GOAL ▸ Rescale every point coordinate in the answers by multiplying it by 0.75 and rounding to whole numbers, with halves rounded up. Write out again each line, requests included, starting with the line containing "of the gray" and going on through the line containing "[[90, 186]]", and give only those lines.

MATERIAL PROVIDED ▸
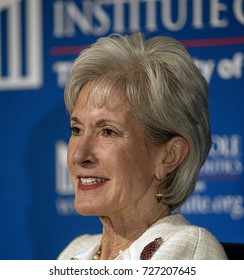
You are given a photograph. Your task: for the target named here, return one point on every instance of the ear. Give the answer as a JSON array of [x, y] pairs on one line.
[[172, 154]]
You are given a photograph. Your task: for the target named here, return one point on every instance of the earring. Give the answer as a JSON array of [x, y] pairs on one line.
[[159, 195]]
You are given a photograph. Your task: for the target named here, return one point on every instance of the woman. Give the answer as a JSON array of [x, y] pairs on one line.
[[140, 134]]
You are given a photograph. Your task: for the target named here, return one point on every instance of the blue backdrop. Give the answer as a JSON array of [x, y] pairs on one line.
[[39, 39]]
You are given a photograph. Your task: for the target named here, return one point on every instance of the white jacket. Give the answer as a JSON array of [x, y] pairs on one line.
[[181, 241]]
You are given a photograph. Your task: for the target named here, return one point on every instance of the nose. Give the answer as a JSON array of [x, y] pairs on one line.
[[83, 152]]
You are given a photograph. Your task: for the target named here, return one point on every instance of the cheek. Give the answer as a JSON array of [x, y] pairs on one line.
[[69, 154]]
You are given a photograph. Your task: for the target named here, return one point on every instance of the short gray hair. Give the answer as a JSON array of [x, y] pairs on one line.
[[166, 91]]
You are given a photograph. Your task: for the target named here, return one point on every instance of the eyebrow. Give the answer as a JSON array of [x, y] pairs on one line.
[[100, 122]]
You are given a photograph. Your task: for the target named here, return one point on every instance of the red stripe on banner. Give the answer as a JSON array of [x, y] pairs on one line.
[[212, 42], [69, 50]]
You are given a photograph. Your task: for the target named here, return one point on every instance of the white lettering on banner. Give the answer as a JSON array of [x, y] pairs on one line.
[[224, 158], [92, 17], [12, 75], [231, 205], [226, 68]]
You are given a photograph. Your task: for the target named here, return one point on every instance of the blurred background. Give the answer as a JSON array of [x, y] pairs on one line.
[[39, 39]]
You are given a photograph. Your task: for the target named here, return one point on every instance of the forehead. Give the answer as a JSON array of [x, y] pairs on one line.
[[100, 95]]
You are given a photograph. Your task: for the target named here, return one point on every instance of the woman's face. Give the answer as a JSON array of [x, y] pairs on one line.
[[110, 162]]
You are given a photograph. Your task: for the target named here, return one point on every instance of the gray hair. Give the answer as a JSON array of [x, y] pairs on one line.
[[167, 94]]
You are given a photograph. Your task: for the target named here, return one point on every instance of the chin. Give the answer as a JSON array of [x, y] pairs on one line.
[[85, 210]]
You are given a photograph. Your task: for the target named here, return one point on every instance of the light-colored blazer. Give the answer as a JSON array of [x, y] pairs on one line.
[[180, 241]]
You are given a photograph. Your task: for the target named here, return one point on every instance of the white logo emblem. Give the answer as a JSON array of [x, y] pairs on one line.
[[21, 22]]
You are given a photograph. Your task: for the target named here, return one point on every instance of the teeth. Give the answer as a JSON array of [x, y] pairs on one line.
[[90, 181]]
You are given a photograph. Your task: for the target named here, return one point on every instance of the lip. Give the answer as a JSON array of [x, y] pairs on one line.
[[90, 186]]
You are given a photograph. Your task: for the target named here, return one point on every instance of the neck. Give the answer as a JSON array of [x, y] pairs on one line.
[[120, 231]]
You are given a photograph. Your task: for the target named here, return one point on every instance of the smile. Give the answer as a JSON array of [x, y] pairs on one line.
[[92, 181]]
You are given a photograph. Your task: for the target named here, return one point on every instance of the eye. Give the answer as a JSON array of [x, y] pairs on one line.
[[108, 132], [75, 131]]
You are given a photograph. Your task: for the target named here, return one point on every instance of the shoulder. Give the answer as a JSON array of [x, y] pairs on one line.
[[79, 244], [182, 240]]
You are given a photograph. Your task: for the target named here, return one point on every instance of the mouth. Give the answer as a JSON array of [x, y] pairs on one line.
[[86, 183]]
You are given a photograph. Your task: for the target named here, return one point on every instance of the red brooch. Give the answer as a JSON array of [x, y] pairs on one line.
[[150, 249]]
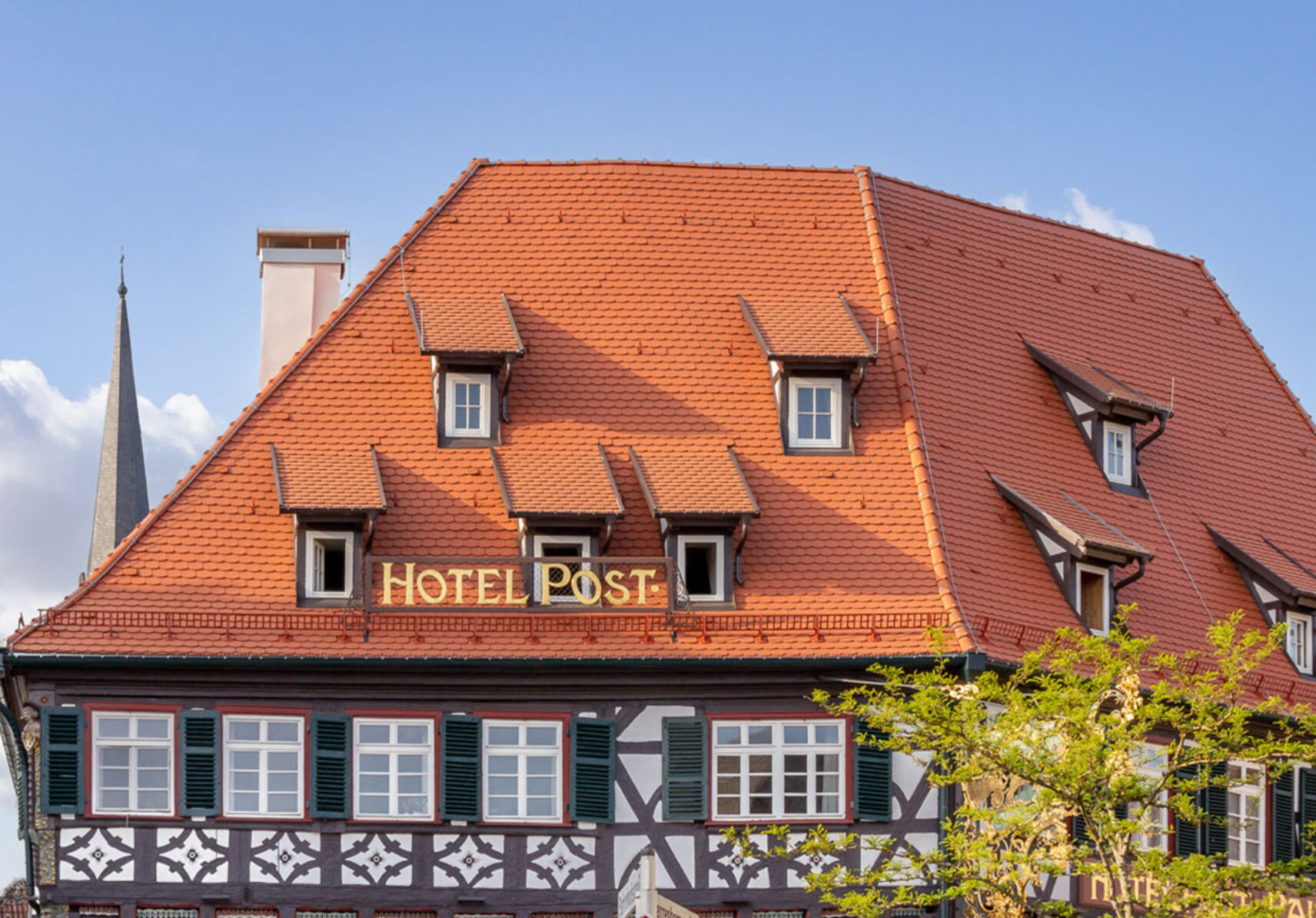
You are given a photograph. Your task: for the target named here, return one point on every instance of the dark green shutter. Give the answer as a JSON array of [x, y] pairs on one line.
[[593, 770], [1282, 818], [1188, 834], [872, 777], [199, 744], [685, 770], [1306, 810], [460, 770], [331, 767], [62, 760], [1218, 807]]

RESULT FOR THIS TASK ▸
You are given a photograph. Your task: for the target named here, return one point on every instance of the gray hair. Give the answer as a JSON array of [x, y] pairs on one line.
[[125, 71]]
You are given a photograph. Your task: for the target named here, return one point on every instance of the chin. Give the answer as a JSON array of [x, y] pairs on one line.
[[64, 158]]
You are given a photograph. Your task: for the target named here, return one point on every instance of the light-colored blazer. Give the answer as a JSON array of [x, y] pairs on one line.
[[135, 181]]
You are given a photograph. Your task: for the target named here, return one point on every instance of the white logo emblem. Give the answer as a JSON array of [x, y] pairs on one line.
[[16, 17]]
You are given a photograph. Your task: for the target named here, return one point on every instance of the teeth. Give the answer as a JSON array of [x, y] pairs on one line.
[[68, 136]]
You are given a photograph. Your task: for the target named here, return one point on every instance of the lip. Give the answer as a JSON array of [x, y] pairs on one line.
[[68, 140]]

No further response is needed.